Exercise:
Pull out every line of the records below that contains the string "blurred", matching case exactly.

-- begin Dataset extract --

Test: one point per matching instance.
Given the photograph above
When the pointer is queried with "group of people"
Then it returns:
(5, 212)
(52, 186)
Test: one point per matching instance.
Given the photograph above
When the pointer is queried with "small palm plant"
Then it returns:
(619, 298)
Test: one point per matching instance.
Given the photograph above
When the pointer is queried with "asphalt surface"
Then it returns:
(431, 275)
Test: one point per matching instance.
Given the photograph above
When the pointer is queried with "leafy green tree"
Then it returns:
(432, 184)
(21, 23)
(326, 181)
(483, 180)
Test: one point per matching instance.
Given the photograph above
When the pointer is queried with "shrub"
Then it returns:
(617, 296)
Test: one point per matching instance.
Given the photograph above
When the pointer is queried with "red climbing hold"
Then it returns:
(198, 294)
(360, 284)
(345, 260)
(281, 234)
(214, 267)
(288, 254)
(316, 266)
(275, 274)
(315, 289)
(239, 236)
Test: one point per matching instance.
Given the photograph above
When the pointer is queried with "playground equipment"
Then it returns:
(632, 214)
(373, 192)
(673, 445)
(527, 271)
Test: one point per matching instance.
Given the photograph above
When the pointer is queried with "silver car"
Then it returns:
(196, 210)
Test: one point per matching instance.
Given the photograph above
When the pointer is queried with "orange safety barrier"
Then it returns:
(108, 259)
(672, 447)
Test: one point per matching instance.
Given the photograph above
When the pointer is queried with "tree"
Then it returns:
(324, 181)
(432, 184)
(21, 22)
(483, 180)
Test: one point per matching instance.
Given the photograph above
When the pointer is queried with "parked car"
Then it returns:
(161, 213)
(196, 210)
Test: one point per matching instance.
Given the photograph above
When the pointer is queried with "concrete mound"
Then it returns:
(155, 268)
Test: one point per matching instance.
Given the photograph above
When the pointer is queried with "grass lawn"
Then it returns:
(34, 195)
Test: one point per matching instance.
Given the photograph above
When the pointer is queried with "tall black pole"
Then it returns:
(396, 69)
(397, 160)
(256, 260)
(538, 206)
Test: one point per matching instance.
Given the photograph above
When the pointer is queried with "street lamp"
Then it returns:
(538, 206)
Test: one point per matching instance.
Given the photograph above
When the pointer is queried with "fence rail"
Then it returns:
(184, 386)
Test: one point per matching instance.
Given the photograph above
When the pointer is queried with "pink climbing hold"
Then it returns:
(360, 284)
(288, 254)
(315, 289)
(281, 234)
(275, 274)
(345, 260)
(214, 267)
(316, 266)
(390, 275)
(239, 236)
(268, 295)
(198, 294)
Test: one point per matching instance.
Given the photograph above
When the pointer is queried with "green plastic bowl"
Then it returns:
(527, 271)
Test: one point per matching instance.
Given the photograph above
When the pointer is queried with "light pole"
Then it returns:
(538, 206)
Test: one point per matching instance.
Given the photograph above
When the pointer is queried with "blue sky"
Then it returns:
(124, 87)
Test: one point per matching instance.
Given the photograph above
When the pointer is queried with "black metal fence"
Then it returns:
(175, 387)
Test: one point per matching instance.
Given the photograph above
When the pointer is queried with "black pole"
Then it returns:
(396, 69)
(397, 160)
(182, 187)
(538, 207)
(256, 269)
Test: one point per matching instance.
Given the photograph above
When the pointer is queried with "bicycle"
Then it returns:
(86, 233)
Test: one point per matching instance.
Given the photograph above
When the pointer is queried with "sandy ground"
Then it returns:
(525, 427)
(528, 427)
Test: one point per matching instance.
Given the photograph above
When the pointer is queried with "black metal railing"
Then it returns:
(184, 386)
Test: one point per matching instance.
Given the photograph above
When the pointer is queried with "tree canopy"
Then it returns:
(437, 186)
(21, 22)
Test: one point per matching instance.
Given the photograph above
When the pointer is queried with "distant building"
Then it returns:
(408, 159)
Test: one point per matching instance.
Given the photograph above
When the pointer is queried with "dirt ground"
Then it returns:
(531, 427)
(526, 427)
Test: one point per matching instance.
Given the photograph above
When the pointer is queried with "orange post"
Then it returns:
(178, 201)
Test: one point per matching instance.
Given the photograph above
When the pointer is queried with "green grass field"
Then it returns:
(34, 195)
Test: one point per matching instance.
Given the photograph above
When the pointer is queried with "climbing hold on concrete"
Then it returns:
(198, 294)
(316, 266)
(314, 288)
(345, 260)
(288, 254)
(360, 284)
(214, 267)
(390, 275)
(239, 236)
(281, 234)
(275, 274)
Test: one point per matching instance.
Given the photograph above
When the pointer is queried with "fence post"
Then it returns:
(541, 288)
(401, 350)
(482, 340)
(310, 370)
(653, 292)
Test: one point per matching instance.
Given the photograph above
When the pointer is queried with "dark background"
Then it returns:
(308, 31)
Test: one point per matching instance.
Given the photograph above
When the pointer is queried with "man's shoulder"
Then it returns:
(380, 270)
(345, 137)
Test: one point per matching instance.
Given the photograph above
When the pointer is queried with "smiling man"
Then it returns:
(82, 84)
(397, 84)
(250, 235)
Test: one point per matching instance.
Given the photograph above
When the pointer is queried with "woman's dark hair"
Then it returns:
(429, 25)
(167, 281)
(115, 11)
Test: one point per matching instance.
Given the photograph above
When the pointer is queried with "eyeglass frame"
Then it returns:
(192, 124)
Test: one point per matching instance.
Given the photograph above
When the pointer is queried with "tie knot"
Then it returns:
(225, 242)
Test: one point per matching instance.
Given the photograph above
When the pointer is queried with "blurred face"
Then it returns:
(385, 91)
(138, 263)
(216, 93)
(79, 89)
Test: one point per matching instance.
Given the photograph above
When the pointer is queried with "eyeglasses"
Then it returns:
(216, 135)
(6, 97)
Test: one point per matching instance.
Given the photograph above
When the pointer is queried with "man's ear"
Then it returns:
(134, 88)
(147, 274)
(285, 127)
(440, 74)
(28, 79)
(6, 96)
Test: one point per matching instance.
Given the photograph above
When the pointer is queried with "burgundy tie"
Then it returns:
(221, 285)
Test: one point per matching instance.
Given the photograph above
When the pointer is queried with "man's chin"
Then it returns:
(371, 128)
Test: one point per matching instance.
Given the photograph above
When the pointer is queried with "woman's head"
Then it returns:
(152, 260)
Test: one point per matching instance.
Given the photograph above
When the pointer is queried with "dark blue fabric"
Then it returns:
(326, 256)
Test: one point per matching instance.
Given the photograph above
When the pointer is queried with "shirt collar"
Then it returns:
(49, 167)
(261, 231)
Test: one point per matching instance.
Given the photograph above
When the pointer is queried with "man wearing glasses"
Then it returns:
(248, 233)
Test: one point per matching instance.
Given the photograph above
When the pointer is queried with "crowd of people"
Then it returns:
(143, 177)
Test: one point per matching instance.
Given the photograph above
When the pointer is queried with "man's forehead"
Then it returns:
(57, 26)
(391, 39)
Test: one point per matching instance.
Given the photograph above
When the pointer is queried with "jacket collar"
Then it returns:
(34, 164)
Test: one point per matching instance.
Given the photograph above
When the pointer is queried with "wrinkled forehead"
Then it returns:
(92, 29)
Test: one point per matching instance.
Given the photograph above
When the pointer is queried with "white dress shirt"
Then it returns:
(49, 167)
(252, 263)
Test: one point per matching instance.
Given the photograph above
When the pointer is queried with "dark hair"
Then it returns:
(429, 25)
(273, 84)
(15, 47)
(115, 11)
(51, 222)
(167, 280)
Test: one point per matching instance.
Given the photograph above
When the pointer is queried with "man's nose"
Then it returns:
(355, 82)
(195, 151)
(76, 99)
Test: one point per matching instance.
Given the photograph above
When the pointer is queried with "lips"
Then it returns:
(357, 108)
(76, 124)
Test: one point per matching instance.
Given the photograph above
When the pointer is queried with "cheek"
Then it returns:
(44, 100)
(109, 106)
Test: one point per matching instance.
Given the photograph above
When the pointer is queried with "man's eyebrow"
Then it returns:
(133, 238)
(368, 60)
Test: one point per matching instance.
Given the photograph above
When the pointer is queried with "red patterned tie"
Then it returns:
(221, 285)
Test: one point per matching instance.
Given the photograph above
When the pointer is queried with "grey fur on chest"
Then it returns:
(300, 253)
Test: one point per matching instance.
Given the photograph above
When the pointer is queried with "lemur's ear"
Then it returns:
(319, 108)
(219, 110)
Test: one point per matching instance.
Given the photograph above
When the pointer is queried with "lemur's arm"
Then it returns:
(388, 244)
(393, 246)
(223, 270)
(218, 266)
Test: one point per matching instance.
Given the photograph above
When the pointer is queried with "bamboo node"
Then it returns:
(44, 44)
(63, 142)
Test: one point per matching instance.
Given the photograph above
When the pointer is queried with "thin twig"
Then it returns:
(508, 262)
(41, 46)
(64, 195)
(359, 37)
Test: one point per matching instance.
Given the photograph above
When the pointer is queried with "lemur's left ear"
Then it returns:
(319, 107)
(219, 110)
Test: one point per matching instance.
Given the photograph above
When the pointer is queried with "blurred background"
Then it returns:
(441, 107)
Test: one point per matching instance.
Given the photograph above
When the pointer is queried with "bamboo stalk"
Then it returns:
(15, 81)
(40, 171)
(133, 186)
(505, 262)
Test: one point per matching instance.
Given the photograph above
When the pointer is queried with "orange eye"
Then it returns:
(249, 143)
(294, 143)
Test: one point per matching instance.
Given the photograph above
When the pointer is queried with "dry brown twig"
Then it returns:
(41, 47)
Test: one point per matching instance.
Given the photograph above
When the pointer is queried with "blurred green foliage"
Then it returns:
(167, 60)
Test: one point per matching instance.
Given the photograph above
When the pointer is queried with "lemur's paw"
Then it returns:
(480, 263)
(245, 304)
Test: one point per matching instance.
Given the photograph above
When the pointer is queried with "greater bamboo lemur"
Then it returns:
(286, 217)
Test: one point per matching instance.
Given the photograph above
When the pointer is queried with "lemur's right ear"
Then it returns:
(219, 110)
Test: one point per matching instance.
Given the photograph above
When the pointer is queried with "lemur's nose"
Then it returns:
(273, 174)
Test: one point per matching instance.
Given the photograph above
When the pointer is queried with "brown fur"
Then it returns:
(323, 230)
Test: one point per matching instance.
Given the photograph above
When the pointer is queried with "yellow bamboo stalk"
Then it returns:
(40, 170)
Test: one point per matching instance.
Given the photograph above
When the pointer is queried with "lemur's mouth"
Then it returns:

-- end Dataset extract --

Task answer:
When the pointer is queried with "blurred face"
When the pointer is queried with "blurred background"
When the pointer is queried with "blurred green foliage"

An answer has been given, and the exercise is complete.